● DATA LINES
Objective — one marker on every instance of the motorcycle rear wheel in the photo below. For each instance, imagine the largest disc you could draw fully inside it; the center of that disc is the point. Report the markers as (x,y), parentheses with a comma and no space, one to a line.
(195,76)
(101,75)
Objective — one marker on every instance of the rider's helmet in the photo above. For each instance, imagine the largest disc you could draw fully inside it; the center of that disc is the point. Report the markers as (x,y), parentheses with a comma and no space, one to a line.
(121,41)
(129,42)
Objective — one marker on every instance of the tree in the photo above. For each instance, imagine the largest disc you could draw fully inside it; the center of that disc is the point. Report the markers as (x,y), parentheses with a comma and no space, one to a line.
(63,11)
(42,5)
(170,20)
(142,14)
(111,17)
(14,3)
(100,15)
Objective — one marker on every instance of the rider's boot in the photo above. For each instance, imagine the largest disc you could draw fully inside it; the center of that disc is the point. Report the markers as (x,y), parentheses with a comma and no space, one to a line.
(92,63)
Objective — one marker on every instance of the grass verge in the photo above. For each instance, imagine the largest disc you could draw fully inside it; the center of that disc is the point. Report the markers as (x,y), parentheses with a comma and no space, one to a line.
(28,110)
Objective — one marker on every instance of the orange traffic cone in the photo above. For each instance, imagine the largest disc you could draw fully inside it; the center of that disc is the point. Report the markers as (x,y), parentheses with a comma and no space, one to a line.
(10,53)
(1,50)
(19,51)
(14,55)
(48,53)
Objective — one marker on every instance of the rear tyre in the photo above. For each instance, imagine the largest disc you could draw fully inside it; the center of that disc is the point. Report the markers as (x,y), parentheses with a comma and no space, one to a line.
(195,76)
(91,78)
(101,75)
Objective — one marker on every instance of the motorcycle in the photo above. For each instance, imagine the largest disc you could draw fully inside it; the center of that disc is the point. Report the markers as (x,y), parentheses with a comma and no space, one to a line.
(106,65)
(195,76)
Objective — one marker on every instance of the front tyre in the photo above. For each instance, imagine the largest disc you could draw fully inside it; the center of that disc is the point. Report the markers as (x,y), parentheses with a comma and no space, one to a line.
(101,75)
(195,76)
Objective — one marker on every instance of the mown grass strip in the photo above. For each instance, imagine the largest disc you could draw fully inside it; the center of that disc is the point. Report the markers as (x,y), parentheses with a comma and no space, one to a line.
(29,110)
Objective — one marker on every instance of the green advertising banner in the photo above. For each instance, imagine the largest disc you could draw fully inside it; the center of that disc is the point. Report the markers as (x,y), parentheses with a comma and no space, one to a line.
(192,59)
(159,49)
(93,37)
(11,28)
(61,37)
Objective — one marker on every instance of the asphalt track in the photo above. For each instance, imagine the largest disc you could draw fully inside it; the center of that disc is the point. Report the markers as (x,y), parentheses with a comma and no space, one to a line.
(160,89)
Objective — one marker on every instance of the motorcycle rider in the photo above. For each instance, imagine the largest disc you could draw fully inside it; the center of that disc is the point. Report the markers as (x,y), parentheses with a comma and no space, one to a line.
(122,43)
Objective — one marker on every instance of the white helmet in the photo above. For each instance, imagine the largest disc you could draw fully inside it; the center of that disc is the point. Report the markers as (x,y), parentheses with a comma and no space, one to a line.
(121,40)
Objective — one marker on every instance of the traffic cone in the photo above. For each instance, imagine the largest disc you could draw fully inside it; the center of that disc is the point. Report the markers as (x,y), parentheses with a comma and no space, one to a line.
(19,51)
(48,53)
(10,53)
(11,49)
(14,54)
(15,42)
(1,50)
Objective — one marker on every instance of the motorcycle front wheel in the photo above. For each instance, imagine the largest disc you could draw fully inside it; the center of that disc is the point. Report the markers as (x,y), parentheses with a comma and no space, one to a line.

* * *

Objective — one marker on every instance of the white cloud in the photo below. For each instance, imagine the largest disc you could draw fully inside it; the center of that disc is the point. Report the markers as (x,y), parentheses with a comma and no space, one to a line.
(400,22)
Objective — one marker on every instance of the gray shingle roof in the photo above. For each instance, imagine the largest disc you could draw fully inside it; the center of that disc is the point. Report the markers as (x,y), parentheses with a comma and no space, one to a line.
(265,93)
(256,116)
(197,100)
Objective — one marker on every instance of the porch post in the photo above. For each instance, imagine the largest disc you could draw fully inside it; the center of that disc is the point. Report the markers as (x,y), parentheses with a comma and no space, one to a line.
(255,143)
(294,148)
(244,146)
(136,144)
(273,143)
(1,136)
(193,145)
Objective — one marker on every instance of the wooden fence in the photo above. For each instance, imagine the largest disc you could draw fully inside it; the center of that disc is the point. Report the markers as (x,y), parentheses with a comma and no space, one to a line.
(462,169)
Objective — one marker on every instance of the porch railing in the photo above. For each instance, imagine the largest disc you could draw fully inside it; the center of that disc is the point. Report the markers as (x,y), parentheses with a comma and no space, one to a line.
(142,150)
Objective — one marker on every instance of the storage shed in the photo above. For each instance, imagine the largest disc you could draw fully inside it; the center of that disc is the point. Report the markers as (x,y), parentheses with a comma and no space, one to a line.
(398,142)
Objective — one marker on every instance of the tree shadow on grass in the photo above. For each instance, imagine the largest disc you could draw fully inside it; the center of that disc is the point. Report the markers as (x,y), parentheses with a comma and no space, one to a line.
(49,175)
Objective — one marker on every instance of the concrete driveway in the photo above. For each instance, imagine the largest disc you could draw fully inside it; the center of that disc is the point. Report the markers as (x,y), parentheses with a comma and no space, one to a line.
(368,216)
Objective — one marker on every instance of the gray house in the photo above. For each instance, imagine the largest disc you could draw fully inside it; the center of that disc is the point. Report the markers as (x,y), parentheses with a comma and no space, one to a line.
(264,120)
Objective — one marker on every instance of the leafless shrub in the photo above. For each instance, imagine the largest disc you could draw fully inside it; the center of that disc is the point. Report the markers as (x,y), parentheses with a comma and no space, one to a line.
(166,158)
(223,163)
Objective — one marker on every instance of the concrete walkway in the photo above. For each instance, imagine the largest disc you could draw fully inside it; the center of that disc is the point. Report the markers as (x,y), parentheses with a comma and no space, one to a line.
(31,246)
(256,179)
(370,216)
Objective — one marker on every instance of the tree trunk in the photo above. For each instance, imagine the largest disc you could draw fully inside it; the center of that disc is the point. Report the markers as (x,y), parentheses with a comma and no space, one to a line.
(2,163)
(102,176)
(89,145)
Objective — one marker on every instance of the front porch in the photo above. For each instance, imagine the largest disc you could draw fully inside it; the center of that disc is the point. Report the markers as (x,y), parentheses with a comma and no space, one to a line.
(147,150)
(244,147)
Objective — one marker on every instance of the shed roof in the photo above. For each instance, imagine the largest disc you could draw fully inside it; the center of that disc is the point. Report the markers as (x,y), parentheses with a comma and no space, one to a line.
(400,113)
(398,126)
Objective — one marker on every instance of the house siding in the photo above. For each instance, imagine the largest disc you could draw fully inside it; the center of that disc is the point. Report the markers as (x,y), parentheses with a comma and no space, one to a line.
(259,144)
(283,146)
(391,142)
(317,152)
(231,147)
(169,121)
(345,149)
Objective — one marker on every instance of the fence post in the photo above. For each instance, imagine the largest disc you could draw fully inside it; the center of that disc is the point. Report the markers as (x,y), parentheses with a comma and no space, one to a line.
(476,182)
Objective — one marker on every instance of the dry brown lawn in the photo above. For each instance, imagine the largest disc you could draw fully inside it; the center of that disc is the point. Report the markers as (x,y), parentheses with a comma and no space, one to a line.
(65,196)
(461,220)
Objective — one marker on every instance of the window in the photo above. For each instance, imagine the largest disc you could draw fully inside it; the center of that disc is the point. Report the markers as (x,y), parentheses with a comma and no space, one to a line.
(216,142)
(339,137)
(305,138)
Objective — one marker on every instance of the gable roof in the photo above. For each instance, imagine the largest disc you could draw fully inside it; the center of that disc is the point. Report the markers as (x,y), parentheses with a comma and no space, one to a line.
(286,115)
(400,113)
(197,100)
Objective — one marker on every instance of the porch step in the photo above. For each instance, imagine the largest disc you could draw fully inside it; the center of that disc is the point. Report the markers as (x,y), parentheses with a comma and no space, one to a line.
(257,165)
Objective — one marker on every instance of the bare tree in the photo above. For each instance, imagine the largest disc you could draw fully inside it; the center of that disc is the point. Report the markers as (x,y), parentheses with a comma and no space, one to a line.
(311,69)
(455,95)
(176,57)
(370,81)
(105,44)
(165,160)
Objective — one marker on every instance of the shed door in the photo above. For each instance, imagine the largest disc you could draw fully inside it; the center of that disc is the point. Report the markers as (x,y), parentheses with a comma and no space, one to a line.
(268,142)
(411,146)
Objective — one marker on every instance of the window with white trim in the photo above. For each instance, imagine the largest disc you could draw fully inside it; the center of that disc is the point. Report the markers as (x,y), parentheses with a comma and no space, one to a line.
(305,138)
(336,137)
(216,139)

● TASK DIRECTIONS
Please return each line of the material above that contains the word "fence", copied unchanged. Case counts.

● TASK OUTPUT
Objective — one marker on every instance of the wooden fence in the photo above. For each instance, imagine the largest disc you could draw fully inside it; the center of that disc is the point. Report the markers as (x,y), parentheses with a comma and no space, one to a line.
Objective — one marker on every instance of the fence post in the photo above. For each instance, imagine the largest disc you could draw fully inside it; the center of that disc is the point. Report the markers as (x,y), parentheses with a comma and no space, one to a line.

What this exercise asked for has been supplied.